→ Stated problem
Start at the line of the records below that has "Query: grassy ground" and stop after the line that has "M199 33L194 37L194". Give those lines again, changing "instance" to "occurrence" everywhere and leaving everything else unchanged.
— start of Records to process —
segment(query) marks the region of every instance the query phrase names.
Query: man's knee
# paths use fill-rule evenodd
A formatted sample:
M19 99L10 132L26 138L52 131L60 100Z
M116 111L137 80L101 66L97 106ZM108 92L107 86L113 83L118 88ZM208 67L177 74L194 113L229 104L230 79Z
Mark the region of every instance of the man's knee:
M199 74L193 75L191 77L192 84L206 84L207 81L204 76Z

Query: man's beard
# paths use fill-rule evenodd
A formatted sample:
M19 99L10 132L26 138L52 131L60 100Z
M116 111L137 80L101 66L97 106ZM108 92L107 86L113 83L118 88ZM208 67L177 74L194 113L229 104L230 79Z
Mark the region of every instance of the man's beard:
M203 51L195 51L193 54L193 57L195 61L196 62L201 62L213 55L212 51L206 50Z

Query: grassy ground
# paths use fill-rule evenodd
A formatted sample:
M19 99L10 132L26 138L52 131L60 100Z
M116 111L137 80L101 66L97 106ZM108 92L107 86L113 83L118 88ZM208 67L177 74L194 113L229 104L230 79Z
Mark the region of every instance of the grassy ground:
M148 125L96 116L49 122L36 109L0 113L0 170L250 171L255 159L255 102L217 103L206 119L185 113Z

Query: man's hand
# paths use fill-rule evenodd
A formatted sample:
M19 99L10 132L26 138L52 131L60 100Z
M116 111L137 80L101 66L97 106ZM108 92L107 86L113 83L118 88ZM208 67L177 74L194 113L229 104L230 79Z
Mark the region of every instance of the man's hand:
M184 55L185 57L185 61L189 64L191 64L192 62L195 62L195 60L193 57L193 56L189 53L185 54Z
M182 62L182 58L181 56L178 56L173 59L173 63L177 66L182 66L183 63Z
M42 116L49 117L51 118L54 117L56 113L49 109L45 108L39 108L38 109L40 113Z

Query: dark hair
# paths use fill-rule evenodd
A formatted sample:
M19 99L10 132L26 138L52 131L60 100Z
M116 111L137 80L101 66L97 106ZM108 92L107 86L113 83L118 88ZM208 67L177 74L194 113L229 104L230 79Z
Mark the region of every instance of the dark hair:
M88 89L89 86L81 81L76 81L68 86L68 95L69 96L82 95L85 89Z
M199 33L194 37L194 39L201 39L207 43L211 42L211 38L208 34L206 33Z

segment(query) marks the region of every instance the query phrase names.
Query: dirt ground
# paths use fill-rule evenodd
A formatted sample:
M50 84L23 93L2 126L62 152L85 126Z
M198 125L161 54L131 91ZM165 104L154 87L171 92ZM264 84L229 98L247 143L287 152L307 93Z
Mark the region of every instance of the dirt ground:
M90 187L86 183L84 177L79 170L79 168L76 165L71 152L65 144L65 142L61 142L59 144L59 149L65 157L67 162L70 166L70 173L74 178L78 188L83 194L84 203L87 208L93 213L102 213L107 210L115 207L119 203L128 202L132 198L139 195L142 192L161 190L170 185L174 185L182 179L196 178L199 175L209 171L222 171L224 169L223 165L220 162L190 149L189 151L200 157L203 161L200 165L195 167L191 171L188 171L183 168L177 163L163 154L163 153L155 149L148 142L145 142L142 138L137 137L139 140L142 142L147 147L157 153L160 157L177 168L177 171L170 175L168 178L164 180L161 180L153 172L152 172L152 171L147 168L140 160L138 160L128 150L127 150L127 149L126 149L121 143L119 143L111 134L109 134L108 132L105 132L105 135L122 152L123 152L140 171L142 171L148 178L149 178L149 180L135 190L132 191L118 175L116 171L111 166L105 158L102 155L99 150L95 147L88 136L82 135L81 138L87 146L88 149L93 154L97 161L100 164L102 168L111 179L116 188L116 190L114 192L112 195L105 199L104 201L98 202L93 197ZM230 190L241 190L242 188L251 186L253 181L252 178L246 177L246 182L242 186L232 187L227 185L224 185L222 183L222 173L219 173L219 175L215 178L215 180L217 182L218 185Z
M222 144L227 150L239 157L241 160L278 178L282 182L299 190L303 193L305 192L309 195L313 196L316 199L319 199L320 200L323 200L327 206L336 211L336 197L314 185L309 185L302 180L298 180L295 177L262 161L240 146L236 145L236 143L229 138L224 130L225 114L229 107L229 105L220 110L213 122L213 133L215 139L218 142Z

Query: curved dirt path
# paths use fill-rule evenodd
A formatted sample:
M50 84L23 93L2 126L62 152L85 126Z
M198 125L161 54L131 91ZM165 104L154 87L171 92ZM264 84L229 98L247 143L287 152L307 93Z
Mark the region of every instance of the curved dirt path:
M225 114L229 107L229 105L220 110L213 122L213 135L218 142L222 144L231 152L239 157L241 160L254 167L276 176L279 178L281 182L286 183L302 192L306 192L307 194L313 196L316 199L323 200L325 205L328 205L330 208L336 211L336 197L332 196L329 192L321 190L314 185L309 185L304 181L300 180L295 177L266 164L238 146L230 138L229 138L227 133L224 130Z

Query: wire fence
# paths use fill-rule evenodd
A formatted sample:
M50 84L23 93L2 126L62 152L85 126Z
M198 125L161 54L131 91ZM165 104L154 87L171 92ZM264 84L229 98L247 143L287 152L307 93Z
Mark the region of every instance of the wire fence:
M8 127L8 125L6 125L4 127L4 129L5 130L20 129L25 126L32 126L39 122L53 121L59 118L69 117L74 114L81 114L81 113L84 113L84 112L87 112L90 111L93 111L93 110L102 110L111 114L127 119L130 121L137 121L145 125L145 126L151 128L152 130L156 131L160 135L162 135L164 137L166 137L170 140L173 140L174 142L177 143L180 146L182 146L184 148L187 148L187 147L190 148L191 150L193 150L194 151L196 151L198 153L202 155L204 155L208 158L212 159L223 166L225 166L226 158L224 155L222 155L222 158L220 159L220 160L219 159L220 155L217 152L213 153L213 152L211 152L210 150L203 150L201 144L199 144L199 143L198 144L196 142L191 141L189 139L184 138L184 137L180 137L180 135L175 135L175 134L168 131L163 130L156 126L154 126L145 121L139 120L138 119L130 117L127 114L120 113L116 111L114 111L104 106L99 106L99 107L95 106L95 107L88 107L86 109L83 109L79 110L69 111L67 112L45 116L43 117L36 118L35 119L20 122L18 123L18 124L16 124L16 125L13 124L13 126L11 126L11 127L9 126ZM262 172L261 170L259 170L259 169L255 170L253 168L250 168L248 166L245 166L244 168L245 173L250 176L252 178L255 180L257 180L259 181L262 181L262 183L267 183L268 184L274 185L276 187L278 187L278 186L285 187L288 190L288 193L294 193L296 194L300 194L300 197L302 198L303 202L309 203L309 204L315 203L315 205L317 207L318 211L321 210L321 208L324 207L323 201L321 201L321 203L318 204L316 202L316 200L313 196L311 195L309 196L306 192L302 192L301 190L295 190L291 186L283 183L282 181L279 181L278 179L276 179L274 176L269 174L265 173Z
— end of Records to process —
→ Response for this exercise
Query: grassy ground
# paths use fill-rule evenodd
A formatted sample:
M19 99L10 132L26 138L52 131L60 100Z
M116 111L137 80L101 66L97 106ZM108 92L107 86L113 83L118 88ZM208 67L177 74L194 113L229 104L230 79Z
Mark the region of every occurrence of the grassy ground:
M148 125L96 116L49 122L36 109L0 113L0 170L250 171L255 159L255 102L217 103L206 119L185 113Z

Query: man's hand
# paths use fill-rule evenodd
A formatted sample:
M19 99L10 132L26 138L52 131L60 100Z
M116 111L137 80L101 66L97 106ZM108 92L107 86L113 83L118 88ZM208 67L177 74L194 113L229 104L230 79Z
Mark the region of every occurrence of the man's hand:
M184 55L185 57L185 61L189 64L191 64L192 62L195 62L195 60L193 57L193 56L189 53L185 54Z
M182 62L182 58L181 56L178 56L173 59L173 63L177 66L182 66L183 63Z
M42 116L49 117L51 118L54 117L56 113L49 109L45 108L39 108L38 109L40 113Z

Query: dark hair
# paths use fill-rule evenodd
A formatted sample:
M19 99L10 132L26 138L52 131L60 100Z
M116 111L137 80L101 66L97 106ZM108 92L107 86L113 83L118 88ZM208 67L177 74L194 113L229 104L230 79Z
Mark the region of every occurrence of the dark hair:
M88 89L89 86L81 81L76 81L68 86L68 95L69 96L82 95L85 89Z
M199 33L194 37L194 39L201 39L207 43L211 42L211 38L208 34L206 33Z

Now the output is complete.